_GIVEN PROBLEM_
Go to the line that contains "Indicate the stone" and extract it along with every line after it, exactly, through the end of the data below.

>> begin DATA FOR PROCESSING

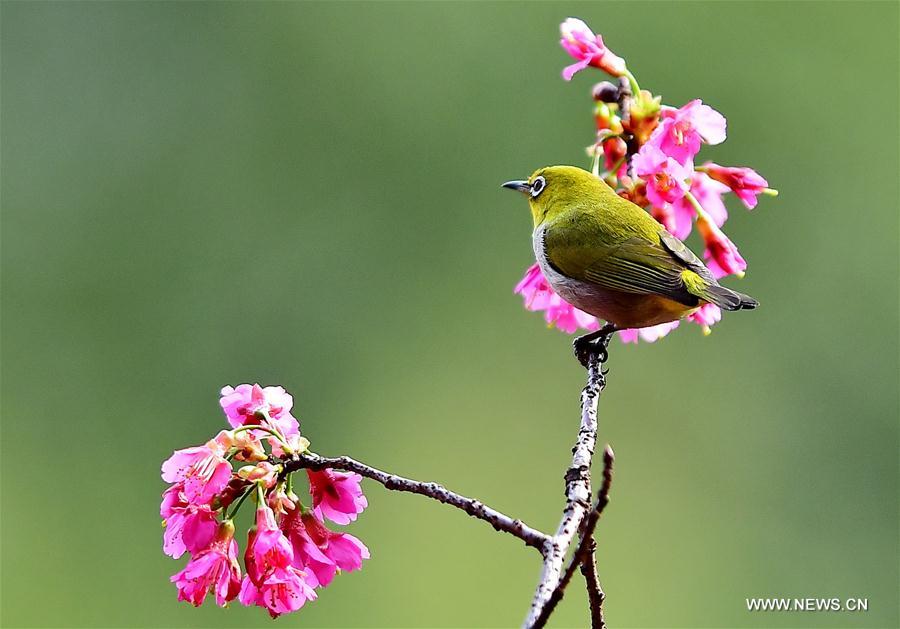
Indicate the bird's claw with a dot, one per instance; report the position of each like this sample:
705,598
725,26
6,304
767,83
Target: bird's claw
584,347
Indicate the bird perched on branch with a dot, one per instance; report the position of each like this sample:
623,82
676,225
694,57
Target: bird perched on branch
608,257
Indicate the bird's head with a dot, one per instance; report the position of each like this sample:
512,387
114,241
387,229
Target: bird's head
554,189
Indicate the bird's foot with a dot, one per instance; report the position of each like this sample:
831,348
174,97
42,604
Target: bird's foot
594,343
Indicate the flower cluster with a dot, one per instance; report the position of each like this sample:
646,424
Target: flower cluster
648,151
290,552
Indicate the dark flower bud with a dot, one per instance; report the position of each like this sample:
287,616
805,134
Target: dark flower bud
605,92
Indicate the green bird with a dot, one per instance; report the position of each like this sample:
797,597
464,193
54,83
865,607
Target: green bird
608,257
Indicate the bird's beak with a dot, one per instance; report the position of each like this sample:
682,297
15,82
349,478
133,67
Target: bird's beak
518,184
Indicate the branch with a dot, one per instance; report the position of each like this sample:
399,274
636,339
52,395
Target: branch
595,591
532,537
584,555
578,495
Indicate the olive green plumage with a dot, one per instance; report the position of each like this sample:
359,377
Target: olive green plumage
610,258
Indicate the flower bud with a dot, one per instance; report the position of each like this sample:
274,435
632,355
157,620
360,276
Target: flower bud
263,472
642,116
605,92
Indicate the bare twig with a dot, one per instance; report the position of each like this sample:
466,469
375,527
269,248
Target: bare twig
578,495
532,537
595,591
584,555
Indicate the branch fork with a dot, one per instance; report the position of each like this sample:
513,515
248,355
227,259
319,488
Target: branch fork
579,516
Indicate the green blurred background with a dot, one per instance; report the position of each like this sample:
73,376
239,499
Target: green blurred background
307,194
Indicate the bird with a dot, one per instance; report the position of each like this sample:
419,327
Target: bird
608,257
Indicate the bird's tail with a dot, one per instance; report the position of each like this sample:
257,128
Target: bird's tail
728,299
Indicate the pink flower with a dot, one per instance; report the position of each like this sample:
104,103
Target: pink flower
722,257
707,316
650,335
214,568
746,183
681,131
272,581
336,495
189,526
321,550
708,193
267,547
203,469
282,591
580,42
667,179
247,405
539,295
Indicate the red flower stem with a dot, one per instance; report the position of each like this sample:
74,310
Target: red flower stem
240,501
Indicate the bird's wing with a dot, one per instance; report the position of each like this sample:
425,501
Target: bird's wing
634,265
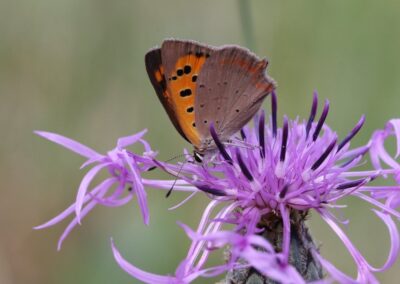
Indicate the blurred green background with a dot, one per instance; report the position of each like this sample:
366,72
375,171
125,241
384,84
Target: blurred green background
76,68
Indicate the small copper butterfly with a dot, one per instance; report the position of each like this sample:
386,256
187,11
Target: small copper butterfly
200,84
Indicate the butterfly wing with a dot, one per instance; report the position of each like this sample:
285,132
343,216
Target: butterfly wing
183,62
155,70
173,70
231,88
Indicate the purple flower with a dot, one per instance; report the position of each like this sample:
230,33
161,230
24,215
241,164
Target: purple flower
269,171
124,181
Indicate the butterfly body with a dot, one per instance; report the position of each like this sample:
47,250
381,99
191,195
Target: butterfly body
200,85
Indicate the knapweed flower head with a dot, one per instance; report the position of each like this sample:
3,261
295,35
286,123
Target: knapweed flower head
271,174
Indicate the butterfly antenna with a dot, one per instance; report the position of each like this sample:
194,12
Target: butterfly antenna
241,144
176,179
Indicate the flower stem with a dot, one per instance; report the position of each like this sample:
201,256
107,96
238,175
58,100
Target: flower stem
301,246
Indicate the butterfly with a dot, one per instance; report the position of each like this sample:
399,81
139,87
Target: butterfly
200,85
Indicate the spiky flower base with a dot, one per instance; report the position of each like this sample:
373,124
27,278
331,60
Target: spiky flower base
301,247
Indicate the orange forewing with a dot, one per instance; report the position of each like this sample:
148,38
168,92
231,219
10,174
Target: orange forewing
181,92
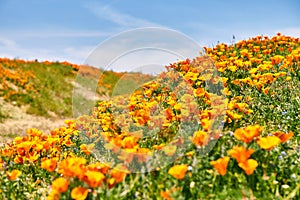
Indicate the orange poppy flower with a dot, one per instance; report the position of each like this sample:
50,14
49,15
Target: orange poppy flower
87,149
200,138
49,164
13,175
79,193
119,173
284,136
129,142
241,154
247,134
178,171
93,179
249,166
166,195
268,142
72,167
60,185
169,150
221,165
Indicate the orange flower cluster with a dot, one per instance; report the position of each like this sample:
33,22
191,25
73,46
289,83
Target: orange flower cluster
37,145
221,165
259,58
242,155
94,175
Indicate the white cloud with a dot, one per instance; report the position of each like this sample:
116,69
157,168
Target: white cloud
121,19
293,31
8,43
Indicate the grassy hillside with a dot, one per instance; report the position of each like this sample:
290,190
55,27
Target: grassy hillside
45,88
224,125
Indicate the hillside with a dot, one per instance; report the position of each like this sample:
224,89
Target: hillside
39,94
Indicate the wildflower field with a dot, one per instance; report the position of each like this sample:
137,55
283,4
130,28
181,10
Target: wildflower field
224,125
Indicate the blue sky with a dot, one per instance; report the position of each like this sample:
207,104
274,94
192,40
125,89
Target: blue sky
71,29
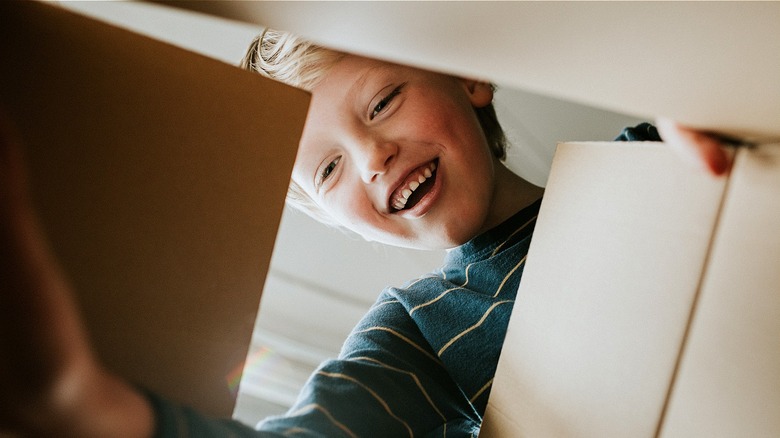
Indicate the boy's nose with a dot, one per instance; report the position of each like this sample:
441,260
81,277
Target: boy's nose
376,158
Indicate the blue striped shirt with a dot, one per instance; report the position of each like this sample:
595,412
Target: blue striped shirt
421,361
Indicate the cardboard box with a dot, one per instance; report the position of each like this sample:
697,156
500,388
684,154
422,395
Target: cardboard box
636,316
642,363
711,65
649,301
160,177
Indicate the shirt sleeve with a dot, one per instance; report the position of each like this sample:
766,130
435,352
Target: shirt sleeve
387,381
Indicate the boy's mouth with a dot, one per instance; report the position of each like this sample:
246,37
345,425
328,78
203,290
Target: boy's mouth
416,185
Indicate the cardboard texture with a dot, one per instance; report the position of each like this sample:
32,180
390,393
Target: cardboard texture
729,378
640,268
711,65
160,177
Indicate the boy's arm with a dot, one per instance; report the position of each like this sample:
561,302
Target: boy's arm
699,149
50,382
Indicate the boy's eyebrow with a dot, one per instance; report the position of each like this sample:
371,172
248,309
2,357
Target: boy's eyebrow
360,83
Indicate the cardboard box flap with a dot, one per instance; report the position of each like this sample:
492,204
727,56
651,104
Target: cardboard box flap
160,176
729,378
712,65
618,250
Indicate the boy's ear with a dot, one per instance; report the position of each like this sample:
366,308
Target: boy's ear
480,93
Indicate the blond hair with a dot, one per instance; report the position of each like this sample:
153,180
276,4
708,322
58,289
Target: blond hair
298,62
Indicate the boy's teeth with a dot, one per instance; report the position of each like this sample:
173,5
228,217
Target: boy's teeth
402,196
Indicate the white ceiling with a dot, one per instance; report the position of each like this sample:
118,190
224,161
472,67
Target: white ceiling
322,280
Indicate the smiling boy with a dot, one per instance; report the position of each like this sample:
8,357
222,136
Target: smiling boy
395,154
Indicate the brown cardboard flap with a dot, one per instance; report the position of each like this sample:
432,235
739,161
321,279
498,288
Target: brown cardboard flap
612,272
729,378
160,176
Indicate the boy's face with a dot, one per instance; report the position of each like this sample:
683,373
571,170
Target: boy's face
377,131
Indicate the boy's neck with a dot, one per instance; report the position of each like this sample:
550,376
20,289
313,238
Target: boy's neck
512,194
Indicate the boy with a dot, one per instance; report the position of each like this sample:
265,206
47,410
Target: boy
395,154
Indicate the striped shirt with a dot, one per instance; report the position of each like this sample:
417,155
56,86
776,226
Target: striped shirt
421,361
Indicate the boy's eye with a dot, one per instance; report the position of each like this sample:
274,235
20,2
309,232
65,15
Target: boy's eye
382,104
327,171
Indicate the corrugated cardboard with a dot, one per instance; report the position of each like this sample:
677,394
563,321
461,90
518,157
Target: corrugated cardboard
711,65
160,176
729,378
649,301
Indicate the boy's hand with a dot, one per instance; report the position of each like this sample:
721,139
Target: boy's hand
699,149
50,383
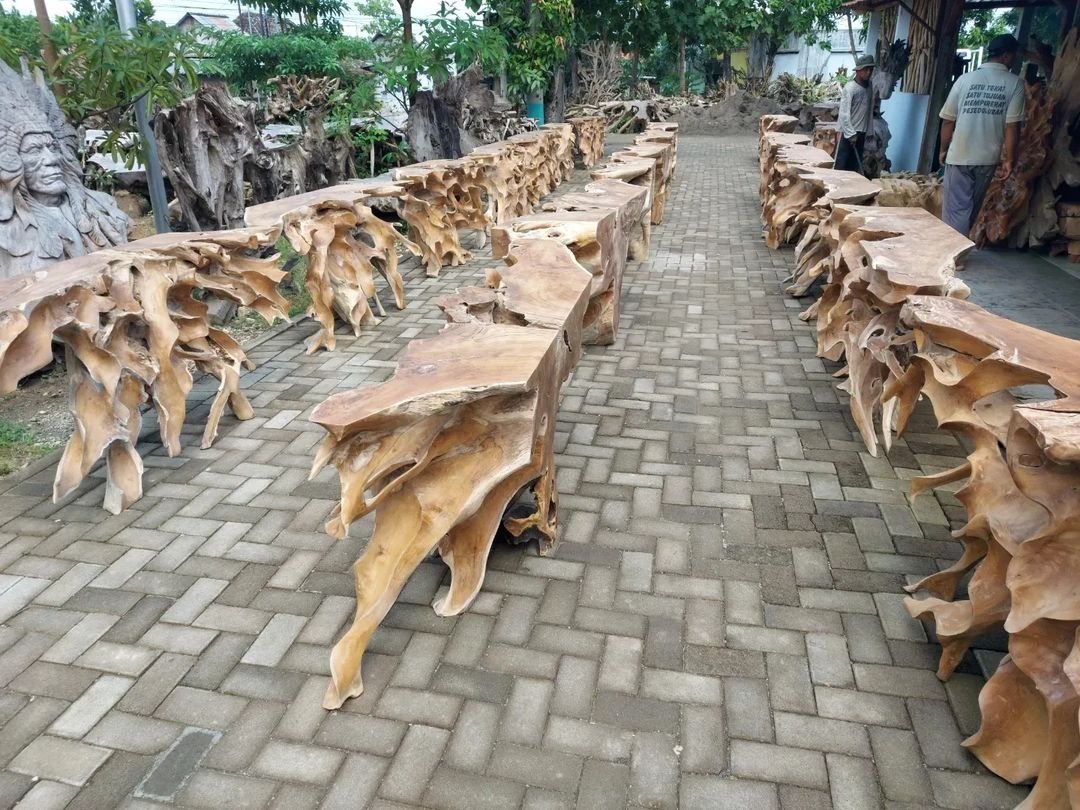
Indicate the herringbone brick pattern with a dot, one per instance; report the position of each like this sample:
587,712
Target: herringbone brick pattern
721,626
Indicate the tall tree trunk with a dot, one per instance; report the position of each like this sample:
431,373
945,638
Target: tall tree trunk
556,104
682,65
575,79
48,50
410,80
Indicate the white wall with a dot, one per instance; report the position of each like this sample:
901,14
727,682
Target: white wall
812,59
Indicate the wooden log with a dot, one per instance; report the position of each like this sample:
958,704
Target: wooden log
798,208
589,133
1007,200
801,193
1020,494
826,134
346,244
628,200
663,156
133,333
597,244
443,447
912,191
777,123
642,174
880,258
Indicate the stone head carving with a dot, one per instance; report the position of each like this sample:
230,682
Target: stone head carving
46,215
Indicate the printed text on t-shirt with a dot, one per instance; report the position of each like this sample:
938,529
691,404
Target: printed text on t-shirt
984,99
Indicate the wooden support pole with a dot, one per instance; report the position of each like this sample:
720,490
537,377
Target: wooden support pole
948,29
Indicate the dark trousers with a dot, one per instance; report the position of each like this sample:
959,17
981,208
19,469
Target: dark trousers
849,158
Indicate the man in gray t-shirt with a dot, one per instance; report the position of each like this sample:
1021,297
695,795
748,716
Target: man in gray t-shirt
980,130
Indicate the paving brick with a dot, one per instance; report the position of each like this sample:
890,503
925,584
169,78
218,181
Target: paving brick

>> end DATA FOR PROCESSING

_SOLUTION TO THIS PROBLEM_
Indicate the stone head carving with a dot, one per instance; report the position of each like this sample:
230,682
Target: stone head carving
46,215
Indicate the printed text on t-shirt with a dot, one per instance; report the position of each like this sample:
938,529
691,404
Target: printed text on t-shirt
984,99
Indicate the wooden support pole with a dot, one per instance; report the position of each like this sample:
720,490
537,377
Target: wooden support pole
948,29
Indicate the dark trousers with a dot, one per instance; report the position of each like this sample:
959,17
981,208
19,469
Target: dark trousers
849,158
Indicate the man in gray t-shirt with a dot, one per instance; report the position of each like this sample:
1021,297
695,795
748,716
Target: man in gray t-shirt
980,130
Indicate the paving brick with a dot, one per instance; report the position of each like this sample:
890,503
925,584
169,78
218,181
Target: paving brick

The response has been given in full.